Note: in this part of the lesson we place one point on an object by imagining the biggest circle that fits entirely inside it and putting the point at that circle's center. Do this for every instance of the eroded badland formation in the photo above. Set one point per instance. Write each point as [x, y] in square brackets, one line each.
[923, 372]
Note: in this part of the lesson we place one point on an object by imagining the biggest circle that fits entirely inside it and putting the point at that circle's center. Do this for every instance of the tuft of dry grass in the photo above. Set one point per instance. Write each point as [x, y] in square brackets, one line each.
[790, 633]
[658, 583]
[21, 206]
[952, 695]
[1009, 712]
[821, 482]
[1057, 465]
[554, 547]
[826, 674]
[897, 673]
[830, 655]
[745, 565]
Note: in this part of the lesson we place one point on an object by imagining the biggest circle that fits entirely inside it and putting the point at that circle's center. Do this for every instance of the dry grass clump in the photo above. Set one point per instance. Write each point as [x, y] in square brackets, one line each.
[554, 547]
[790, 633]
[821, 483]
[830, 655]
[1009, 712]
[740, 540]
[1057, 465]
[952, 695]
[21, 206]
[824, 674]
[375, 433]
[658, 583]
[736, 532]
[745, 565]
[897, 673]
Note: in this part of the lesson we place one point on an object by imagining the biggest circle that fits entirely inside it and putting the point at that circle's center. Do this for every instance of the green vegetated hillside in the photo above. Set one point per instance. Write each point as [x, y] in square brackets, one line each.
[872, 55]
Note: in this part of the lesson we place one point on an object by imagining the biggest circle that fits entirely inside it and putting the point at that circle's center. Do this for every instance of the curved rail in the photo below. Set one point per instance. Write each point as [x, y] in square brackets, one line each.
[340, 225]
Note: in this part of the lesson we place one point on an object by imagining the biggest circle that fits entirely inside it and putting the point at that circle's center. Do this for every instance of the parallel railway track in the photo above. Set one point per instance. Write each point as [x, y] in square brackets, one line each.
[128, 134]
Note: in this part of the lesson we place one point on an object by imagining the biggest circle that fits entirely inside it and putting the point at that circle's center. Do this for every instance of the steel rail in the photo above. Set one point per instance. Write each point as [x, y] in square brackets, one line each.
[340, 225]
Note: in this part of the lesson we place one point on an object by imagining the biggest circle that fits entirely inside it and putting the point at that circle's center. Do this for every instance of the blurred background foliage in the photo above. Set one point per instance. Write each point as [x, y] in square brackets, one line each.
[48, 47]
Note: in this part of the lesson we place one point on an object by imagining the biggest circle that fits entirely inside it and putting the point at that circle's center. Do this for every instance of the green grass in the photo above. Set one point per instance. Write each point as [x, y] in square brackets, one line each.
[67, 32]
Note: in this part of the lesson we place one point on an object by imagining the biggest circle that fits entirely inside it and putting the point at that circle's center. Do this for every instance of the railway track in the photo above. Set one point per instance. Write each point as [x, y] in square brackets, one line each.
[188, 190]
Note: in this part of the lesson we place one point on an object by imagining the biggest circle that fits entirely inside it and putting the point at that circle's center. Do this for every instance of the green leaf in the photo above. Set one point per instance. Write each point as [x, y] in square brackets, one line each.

Prompt => Exactly as written, set down all of the material.

Result below =>
Note: in this part of the lesson we place one point on an object by imagining the biggest circle that fits entirely inside it and putting the point at that circle's center. Do this for every instance of the eroded badland formation in the photo above. Set one point per instance. Write each point as [x, y] in square brackets, one line each.
[923, 372]
Note: in this part of the lesson we place one point on an object by imagining the biggest circle that fits entirely inside it and putting the point at that circle's center. Do this for every instance of the tuft of dry grass in the photo above. Set one point per instance. Write each point as [x, y] in square brackets, one line each.
[790, 633]
[658, 583]
[21, 206]
[952, 695]
[1009, 712]
[821, 482]
[1057, 465]
[554, 547]
[826, 674]
[897, 673]
[830, 655]
[745, 565]
Note: in this part of the lesson we place one point on an object by imagining the biggest circle that fits entirely inside it and putting the point at that circle's center. Do this for every instance of the dry grass clump in the photo above. Set one point per instance. Write each point as [x, y] in square brackets, one line each.
[554, 547]
[790, 633]
[821, 483]
[830, 655]
[1009, 712]
[740, 540]
[1057, 465]
[952, 695]
[21, 206]
[824, 674]
[375, 433]
[658, 583]
[736, 532]
[745, 565]
[897, 673]
Note: in this part of the lesson we place one point on an object by imagining the biggest circle that fits entirely inside it and putting the point at that circle's center. Do this for every instance of the green vegetated hillside in the photo above. Set one point per instance. Write each point as [x, y] in square brackets, one line each.
[872, 55]
Note: in this part of the lesson we place one point on an object by imagining the biggest circle that fits entirely inside it and putting the point at that circle's center. Do this for every instance of the curved rail in the photo below. Set one point per instance. Write each point as [x, y] in square brackets, one line each.
[340, 225]
Note: in this part of the lesson we place one point on an object by imagining the biggest circle that fits entirely inside it and putting the point at that circle's center. Do this for every instance of the parallel railway track in the photo above. Set one point per instance. Write each point as [x, y] in square brackets, one line each.
[128, 134]
Note: in this part of the lesson we place one point on an object by imagining the biggest circle that fits entirely inside it and putting the point at that circle's center. Do this for every instance of the steel rail in the photo above. Set one point per instance. Write each point as [x, y] in square brackets, one line each.
[340, 225]
Note: in this part of the lesson we place one point on an object by imagining the biggest circle that fits entirely inside it and putting the point at that circle's center. Do this for every instance of the blurred background foliage in the photo above. Set one point per instance. Write each point as [x, y] in square brackets, one line each.
[48, 47]
Note: in this part of the lesson we place one point on an object by imagining the biggest circle that fits entirely inside it and putting the point at that circle's center. Do this for every instance of the green grass in the photo above. Set one point per instance. Write each point as [x, y] in square brackets, one line each.
[67, 32]
Note: in this part of the lesson we place one point on an object by imagining the biggest circle that fits entirely inside it and putting the point at that circle's center. Do this for every instance of the railway track in the photo above. Set one point per instance. Write each point as [x, y] in square brackets, one line each.
[188, 190]
Note: in this part of the lesson we place one point on an object by imagining the biggest circle that fits entirely inside it and putting the point at that circle's center. Do this for every instance of the green leaf in the photo above. Set one point per instance. Write each point as [x, y] in square brackets, one line each.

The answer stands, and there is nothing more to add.